First, off-shoring production and jobs cannot be
justified as “trade.” The good whose production has been off-shored is
sold in the U.S. to satisfy the same market that its domestic production
used to satisfy. Off-shoring increases U.S. imports, and since no
product has been exported in exchange, it also increases the U.S. trade
deficit. Because the production of the good now takes place abroad,
stimulus spending in the U.S. largely stimulates U.S. imports and
employment abroad. Demand for U.S. labor consequently declines, lowering
U.S. employment and/or wages. It is absurd that off-shoring should be
defended in the name of “free trade.” No goods are traded. The absurdity
is compounded by the fact that off-shoring entails moving capital
abroad, and international immobility of capital is one of the premises
on which the doctrine of comparative advantage rests — and the policy of
free trade is based on comparative advantage! If we really believe in
comparative advantage and free trade then we must place limits on
capital mobility and off-shoring.
Second, for those jobs that have not yet, or cannot
easily be off-shored (e.g., services such as bartending, waiting tables,
gardening, medical care, etc.), cheap foreign labor has become
available via illegal immigration. Many U.S. employers seem to welcome
illegal immigrants. Most are good and honest workers, willing to work
for little, and unable to complain about conditions given their illegal
status. What could be better for union busting and driving down wages of
the American working class, which, by the way, includes many legal
immigrants? The federal government, ever sensitive to the interests of
the employing class, has done an obligingly poor job of enforcing our
immigration laws.
Third, the automation of factory work, services of
bank tellers, gas station attendants, etc. is usually praised as
labor-saving technical progress. To some extent it is that, but it also
represents substitution of capital for labor and labor-shifting to the
consumer. The consumer does not even get the minimum wage for her extra
work, even considering the dubious claim that she enjoys lower prices in
return for her self-service. Ordinary human contacts are diminished and
commerce becomes more sterile and impersonally digitized. In particular
daily interaction between people of different socio-economic classes is
reduced.
################
**DIRECTIONS:**
1. In the passage on labor, switch "employing class" to "owner class" in the span from "Second, for those" to "immigration laws.", and write out that span.
2. Answer from the passage on labor:
(a) Which premise of the doctrine of comparative advantage does off-shoring conflict with?
(b) Which services does it give as examples of jobs that cannot easily be off-shored?
(c) Besides factory work, which jobs does it name as automated?
The data that follows is separate material and unrelated to the passage on labor.
################
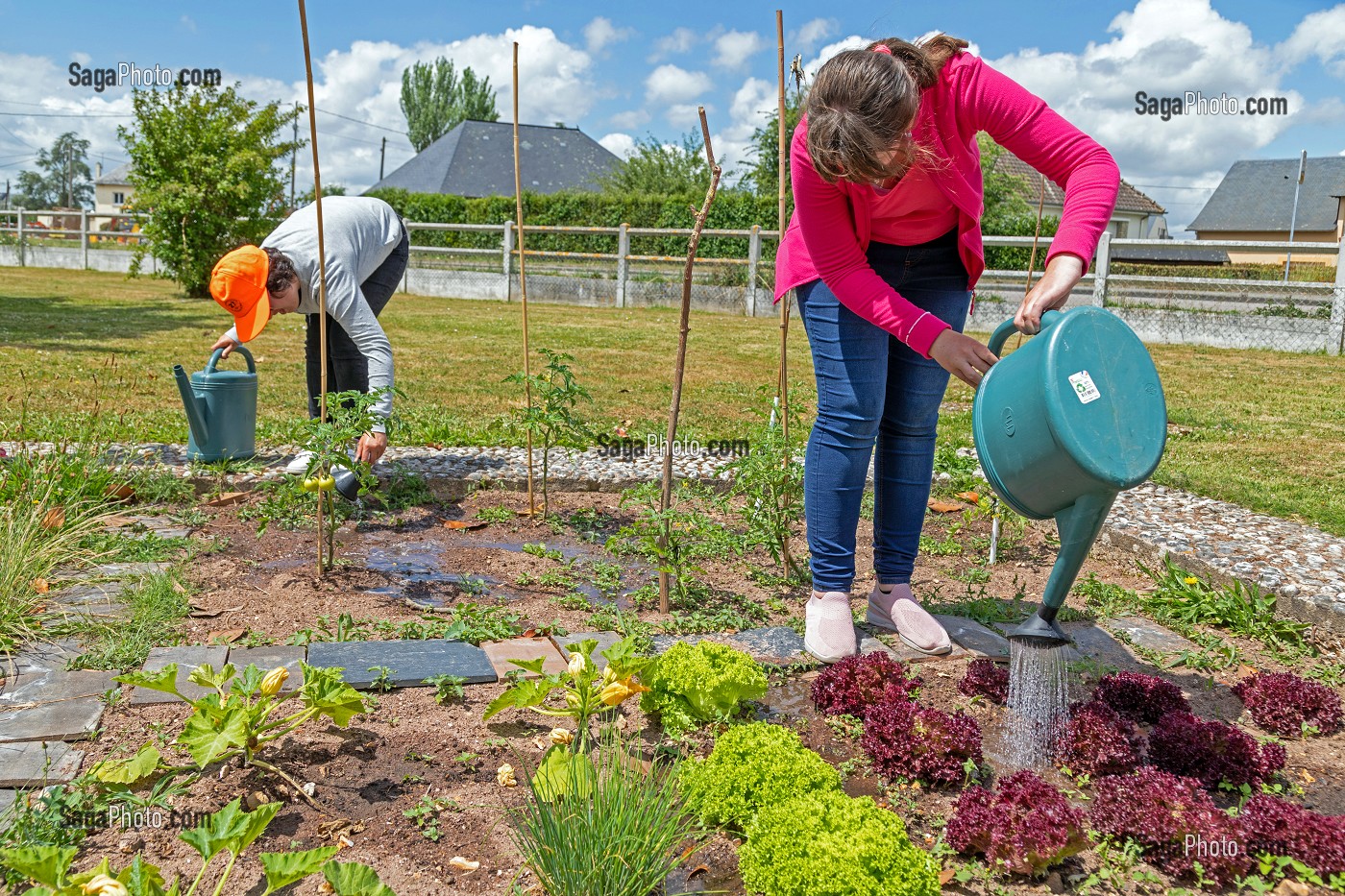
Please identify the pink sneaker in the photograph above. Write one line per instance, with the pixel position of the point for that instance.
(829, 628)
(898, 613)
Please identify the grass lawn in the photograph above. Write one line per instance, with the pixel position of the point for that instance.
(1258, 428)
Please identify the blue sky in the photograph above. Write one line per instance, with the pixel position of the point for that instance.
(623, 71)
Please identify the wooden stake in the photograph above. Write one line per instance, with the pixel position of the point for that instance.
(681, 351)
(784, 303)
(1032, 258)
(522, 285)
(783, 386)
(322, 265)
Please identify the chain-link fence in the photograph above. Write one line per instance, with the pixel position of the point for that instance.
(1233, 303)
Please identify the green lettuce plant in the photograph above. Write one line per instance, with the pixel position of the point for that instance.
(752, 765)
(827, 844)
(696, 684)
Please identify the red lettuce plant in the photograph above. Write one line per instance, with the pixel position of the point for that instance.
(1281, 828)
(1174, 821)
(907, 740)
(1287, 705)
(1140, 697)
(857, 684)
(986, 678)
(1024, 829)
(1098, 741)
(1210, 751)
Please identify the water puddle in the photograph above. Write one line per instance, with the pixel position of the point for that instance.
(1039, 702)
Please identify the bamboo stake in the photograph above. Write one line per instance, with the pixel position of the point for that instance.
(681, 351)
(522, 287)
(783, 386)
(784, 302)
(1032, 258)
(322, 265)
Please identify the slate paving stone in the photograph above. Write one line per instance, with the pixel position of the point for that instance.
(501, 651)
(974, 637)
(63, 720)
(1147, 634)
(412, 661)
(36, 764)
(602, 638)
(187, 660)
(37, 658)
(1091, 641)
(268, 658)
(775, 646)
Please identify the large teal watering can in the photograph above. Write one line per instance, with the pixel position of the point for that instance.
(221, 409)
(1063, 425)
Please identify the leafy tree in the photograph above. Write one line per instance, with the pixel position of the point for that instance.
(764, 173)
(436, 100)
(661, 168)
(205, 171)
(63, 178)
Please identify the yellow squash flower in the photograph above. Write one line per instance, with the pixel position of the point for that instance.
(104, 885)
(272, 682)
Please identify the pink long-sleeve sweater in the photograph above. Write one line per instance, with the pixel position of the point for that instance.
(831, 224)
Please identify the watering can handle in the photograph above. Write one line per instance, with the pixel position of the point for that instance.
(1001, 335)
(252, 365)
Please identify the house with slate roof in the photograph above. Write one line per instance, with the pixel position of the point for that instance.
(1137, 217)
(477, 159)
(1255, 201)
################
**YOUR RESPONSES:**
1.
Second, for those jobs that have not yet, or cannot
easily be off-shored (e.g., services such as bartending, waiting tables,
gardening, medical care, etc.), cheap foreign labor has become
available via illegal immigration. Many U.S. employers seem to welcome
illegal immigrants. Most are good and honest workers, willing to work
for little, and unable to complain about conditions given their illegal
status. What could be better for union busting and driving down wages of
the American working class, which, by the way, includes many legal
immigrants? The federal government, ever sensitive to the interests of
the owner class, has done an obligingly poor job of enforcing our
immigration laws.

2.
(a) The international immobility of capital.
(b) Bartending, waiting tables, gardening, and medical care.
(c) The work of bank tellers and gas station attendants.